Couchée dans sa poussette, Béatrice bat des mains au son d’une chanson pour enfants.

Lorsque sa maman chante, la petite sourit.

Depuis une semaine, elle est de retour à la maison après une hospitalisation d’un mois.

La petite accuse un grand retard de développement puisque la pression du liquide céphalorachidien a empêché son cerveau de se développer.

Cela étant dit, le plus récent scan montre que, déjà, son cerveau a grossi depuis l’opération.

« L’opération va optimiser son développement neurologique. Est-ce qu’elle sera normale ? Probablement pas, mais je crois qu’on l’a aidée à atteindre le plus de potentiel possible. »

— Le Dr Alexander Weil, neurochirurgien

« On aide cette fillette, sa famille et, en même temps, on donne de l’espoir à d’autres familles de patients qui pensent qu’on ne peut rien faire pour elles », ajoute le chirurgien plastique Daniel Borsuk.

* [CONSIGNES]:
1. Recopiez à l'identique le passage de l'extrait sur Béatrice situé entre « Lorsque sa maman » et « plastique Daniel Borsuk. », ces deux passages inclus.
2. Relevez tous les noms de personnes mentionnés dans l'extrait sur Béatrice.
3. Poursuivez la rédaction de l'extrait sur Béatrice à partir de sa dernière phrase.

* [DONNÉES FOURNIES]:
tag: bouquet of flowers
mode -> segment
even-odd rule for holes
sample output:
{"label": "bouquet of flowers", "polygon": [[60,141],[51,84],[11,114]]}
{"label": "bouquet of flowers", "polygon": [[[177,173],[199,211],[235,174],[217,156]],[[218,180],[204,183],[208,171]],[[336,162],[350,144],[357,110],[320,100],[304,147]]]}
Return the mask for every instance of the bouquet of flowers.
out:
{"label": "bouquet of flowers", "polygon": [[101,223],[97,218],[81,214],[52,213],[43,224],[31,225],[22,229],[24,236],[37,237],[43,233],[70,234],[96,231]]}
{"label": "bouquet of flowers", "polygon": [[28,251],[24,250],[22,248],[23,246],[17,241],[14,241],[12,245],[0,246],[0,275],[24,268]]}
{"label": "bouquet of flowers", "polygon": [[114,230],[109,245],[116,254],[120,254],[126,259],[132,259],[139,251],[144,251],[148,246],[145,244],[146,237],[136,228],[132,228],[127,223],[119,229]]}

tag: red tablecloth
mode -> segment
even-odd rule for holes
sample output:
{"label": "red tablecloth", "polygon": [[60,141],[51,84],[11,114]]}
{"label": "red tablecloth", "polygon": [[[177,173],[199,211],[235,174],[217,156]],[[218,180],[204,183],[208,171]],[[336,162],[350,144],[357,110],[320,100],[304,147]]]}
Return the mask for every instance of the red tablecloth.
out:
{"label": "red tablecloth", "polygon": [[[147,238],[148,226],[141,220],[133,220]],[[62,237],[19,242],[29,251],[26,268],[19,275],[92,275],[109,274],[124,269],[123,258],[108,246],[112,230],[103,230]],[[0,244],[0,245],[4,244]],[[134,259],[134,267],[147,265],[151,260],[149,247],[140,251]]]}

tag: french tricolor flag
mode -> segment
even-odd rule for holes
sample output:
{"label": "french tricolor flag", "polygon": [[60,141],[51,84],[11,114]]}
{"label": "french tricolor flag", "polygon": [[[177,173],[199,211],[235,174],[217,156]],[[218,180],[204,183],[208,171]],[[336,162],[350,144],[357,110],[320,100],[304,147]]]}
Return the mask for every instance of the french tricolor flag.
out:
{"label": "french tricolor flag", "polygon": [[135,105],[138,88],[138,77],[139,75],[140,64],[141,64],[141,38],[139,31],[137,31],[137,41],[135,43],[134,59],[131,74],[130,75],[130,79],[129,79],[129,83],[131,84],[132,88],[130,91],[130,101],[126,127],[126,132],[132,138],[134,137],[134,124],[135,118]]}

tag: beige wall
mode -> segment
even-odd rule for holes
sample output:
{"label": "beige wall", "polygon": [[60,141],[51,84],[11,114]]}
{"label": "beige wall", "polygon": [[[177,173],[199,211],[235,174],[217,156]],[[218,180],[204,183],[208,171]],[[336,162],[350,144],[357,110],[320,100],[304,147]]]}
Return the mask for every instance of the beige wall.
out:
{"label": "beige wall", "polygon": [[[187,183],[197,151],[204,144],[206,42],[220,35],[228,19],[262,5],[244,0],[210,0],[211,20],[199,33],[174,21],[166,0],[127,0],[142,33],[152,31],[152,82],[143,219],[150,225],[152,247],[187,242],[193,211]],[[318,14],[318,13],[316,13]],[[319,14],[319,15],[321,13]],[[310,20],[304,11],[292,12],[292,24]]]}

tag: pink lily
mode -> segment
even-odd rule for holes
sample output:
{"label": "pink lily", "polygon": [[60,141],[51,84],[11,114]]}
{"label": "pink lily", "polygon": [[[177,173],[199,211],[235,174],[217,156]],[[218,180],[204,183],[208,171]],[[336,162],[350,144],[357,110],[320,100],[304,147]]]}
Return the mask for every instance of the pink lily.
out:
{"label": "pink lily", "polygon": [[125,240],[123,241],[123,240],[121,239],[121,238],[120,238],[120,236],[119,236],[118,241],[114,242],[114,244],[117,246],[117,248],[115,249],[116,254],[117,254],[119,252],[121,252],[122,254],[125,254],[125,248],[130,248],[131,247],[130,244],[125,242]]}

* [RÉPONSES]:
1.
Lorsque sa maman chante, la petite sourit.

Depuis une semaine, elle est de retour à la maison après une hospitalisation d’un mois.

La petite accuse un grand retard de développement puisque la pression du liquide céphalorachidien a empêché son cerveau de se développer.

Cela étant dit, le plus récent scan montre que, déjà, son cerveau a grossi depuis l’opération.

« L’opération va optimiser son développement neurologique. Est-ce qu’elle sera normale ? Probablement pas, mais je crois qu’on l’a aidée à atteindre le plus de potentiel possible. »

— Le Dr Alexander Weil, neurochirurgien

« On aide cette fillette, sa famille et, en même temps, on donne de l’espoir à d’autres familles de patients qui pensent qu’on ne peut rien faire pour elles », ajoute le chirurgien plastique Daniel Borsuk.

2. Béatrice ; Alexander Weil ; Daniel Borsuk

3.
Béatrice entame une longue réadaptation. Elle a déjà gagné de la mobilité au niveau du cou. Elle devra apprendre à s’asseoir et éventuellement à se tenir debout.

Les parents la trouvent plus allumée, plus énergique qu’avant l’opération.

Chaque petit progrès est une immense victoire à leurs yeux.

« Ici, on a accès aux meilleurs spécialistes. On garde espoir », lance la maman.

La petite dit quelques mots, même si plusieurs sont difficiles à comprendre.

« En fait, le seul qu’elle dit clairement, c’est le mot “tête” », lance la maman avant de jeter un regard attendri vers sa fille allongée dans la poussette.